• **YOUR GOAL**
What do the lines from the top of the data through the line with "Check that each instance of the car rear" say? Quote them exactly and include both ends.

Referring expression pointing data
--

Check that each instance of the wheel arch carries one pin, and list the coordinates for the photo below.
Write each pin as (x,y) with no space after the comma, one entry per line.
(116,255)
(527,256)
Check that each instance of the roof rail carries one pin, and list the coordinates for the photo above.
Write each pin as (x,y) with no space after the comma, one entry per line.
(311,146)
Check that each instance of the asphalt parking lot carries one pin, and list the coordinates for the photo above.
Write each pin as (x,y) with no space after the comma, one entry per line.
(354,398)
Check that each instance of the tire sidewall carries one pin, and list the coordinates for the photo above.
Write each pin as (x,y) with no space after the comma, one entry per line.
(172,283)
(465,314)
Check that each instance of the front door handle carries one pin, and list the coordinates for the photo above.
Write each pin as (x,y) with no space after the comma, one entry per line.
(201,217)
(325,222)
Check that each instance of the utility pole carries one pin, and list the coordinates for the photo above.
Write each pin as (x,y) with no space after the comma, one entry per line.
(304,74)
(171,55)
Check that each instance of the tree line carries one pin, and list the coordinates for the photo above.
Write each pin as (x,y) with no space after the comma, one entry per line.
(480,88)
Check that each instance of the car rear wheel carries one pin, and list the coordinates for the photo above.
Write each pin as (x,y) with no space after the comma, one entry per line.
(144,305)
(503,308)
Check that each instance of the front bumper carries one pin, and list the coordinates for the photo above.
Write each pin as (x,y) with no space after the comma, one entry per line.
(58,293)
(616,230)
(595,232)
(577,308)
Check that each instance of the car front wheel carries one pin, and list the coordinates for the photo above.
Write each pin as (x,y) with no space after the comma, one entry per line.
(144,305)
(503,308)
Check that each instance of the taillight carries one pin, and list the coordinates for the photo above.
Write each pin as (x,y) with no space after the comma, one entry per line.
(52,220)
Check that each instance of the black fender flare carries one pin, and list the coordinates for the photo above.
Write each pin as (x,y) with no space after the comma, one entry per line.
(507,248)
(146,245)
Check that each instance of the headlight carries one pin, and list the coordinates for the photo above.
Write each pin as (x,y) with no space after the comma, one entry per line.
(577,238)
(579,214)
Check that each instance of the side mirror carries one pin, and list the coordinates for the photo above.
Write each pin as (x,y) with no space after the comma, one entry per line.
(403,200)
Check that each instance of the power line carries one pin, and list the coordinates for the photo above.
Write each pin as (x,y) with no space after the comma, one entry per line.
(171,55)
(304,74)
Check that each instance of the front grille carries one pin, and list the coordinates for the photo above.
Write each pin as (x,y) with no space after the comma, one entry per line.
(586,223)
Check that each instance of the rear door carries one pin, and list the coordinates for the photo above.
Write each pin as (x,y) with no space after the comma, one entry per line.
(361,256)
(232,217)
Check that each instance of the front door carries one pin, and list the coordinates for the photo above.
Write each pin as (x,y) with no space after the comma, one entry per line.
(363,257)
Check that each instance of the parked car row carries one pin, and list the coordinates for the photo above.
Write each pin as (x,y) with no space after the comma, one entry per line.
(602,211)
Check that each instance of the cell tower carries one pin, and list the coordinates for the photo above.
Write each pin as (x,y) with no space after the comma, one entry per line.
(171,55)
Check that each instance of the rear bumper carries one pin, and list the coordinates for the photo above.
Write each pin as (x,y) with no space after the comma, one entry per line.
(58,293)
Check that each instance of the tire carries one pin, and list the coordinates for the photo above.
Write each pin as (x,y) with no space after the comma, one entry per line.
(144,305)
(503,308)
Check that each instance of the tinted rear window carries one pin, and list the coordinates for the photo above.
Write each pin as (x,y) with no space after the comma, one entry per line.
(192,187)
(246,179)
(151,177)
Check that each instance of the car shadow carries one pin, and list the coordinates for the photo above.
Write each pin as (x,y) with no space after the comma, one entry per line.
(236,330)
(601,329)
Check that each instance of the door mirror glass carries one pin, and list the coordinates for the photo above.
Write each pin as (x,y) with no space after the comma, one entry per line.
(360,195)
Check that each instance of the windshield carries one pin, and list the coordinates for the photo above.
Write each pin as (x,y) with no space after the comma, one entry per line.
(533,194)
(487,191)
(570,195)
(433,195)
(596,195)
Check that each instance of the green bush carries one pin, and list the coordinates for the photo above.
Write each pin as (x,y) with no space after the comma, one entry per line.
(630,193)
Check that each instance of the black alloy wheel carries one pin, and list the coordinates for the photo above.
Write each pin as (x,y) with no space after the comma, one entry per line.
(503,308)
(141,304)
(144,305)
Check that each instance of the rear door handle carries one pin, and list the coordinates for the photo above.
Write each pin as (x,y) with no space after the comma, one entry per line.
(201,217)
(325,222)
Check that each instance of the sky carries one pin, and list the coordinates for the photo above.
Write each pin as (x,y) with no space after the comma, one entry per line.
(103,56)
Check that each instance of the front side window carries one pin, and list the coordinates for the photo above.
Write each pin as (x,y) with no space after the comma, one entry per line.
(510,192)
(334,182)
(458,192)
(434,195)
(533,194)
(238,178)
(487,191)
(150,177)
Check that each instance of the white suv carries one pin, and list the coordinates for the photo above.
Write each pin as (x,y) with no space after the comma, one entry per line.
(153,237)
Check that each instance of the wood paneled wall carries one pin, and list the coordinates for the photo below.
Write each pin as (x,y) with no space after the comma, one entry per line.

--

• **ANSWER TO THIS EXERCISE**
Check that each instance of the wheel arch carries one pin, and list the coordinates for the photo below.
Write each pin as (x,y) with no space after the comma, one entry per line.
(116,255)
(527,256)
Check that each instance of the roof rail carries one pin, and list the coordinates for the photo above.
Write each pin as (x,y) with no space after the comma, one entry per line.
(311,146)
Check that each instance of the asphalt parking lot carries one pin, and list the coordinates for the photo above.
Write each pin as (x,y) with no space after the comma, one entry per line.
(354,398)
Check that each instance of the tire sidewall carries one pin, and list the coordinates for the photo above.
Write each pin as (x,y) with no space after the comma, one entry per line.
(172,283)
(465,314)
Check that each instance of the front door handle carries one pin, and list the coordinates for the photo above.
Write each pin as (x,y) with no space after the comma, one entry per line.
(201,217)
(325,222)
Check that each instance of the utility pole carries one pin, and list the coordinates for the photo above.
Write each pin as (x,y) with no space after the comma, one entry per line.
(304,74)
(171,55)
Check that each instance of the tree line carries one pin, and list the coordinates for the photo above.
Write each pin as (x,y) with no space after the comma, one entry per line.
(480,88)
Check that each instance of the car rear wheel carries one pin, and list the coordinates for the photo above.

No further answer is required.